Scraping 101

Summary

This is a multipart post on how to scrape gu.se for fun and for profit using python. There are no other prerequisites than:

  • A small amount of patience
  • Some rudimentary idea of programming

Ok, well access to a computer of some sort is also necessary.

The beginning

Unfortunately first things first, before we collect the data we will need to collect the necessary tools to do so.

Installing Python

We need to install the python interpreter (the program that can read python code and do stuff). This can be done in many ways in fact, there are many python versions and distributions and of course there are many different operating systems to install python on. For simplicity I will just choose the official python.org distribution and I will guide you through on how to install it on Windows 10. Head off to python.org And download the latest version.

Well, if you are too lazy (and running a recent Windows or macOs) you can just download the installers for 3.7.1 from this list:

So, just go on installing the thing, tick the box “Add Python 3.7 to PATH” as shown below when installing on Windows.

Then click “Install now” and just agree to all the questions asked.

## INFORMATION SHOWN
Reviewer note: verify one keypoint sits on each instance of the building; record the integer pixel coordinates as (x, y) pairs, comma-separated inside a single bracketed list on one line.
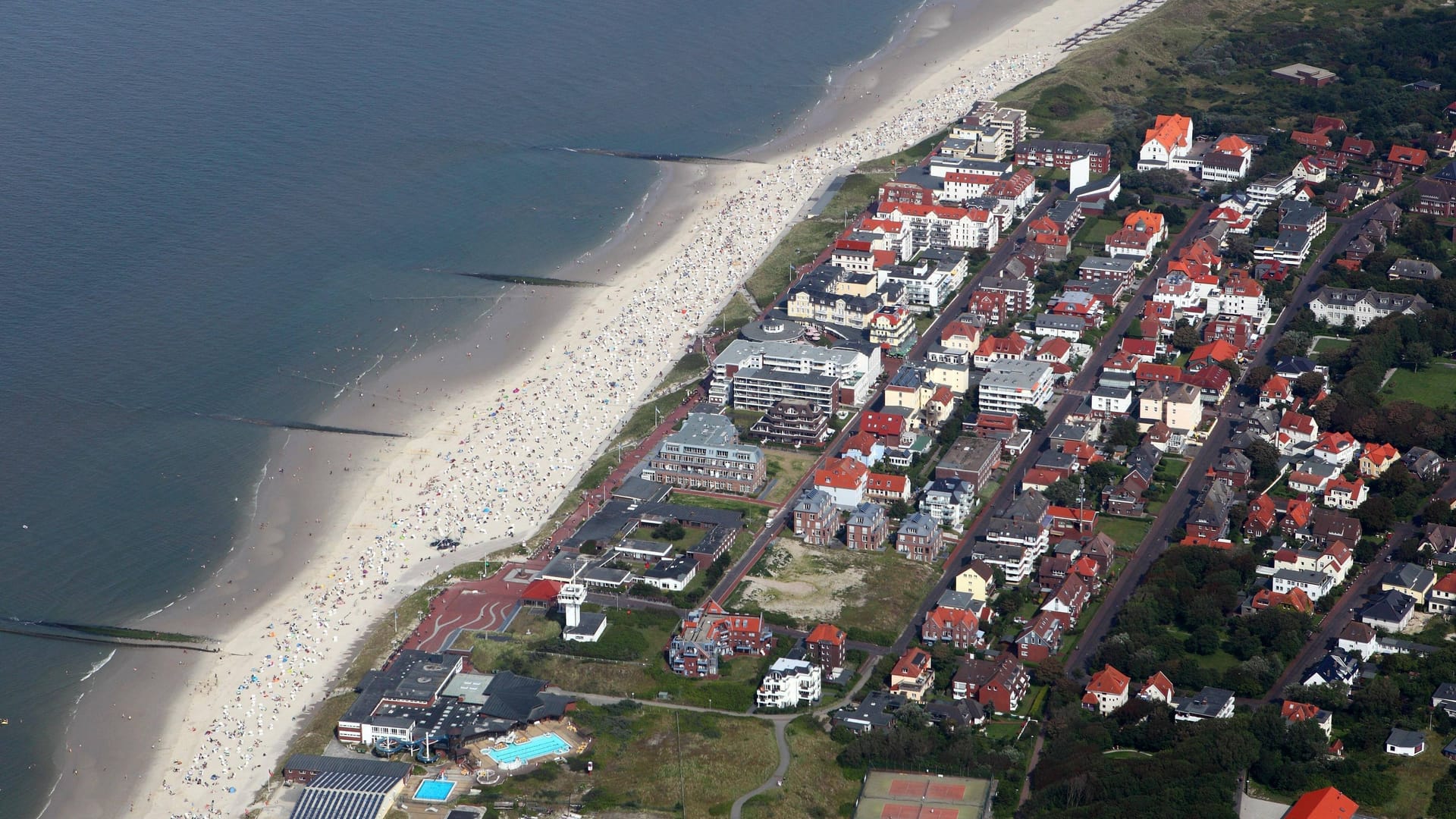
[(1324, 803), (1207, 704), (826, 648), (756, 375), (1012, 385), (1168, 145), (998, 684), (949, 502), (1405, 744), (867, 528), (1305, 74), (425, 697), (970, 460), (708, 634), (1337, 305), (919, 538), (845, 480), (1055, 153), (705, 455), (789, 684), (1304, 711), (816, 518), (1107, 691), (912, 676), (792, 420)]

## TASK REQUIREMENTS
1. Reproduce word for word the portion of the Python scraping tutorial starting with "Installing Python" and going on through "installing on Windows.".
2. Continue the Python scraping tutorial, picking up right after its final sentence.

## EXPECTED RESULTS
1.
Installing Python

We need to install the python interpreter (the program that can read python code and do stuff). This can be done in many ways in fact, there are many python versions and distributions and of course there are many different operating systems to install python on. For simplicity I will just choose the official python.org distribution and I will guide you through on how to install it on Windows 10. Head off to python.org And download the latest version.

Well, if you are too lazy (and running a recent Windows or macOs) you can just download the installers for 3.7.1 from this list:

So, just go on installing the thing, tick the box “Add Python 3.7 to PATH” as shown below when installing on Windows.

2.
Just one more thing

Now that the python interpreter is installed, and we are ready to go! Almost, we just need one more thing, the thing to write the code with. So there are many editors, you can use almost anything, well at least anything that does not introduce weird symbols. A lot of text editors that are not meant for programming can do just that, write unwanted symbols and also not use the correct binary encoding of your program text. Just go to https://code.visualstudio.com/ and download Visual Studio Code for your platform.

Or you can just use my links below to install version 1.29.1

Just install and agree to all questions asked.

Let the code begin

Ok so, now we have Python and an editor installed. Now open the editor, create a new file File->New file and paste this code:

print("hello")

Save the file as hello.py in your Documents directory. Yes now we want to run this thing. Click on View->Terminal and a subwindow will be shown under the code that you’ve written. Now click the tab TERMINAL if this is not already highlighted, make sure 1: powershell is chosen in the dropdown menu shown to the right of the tabs. Now just type:

cd Documents
python hello.py

What you should see is something like this:

If you don’t then obviously something is wrong. Either you try again or give up.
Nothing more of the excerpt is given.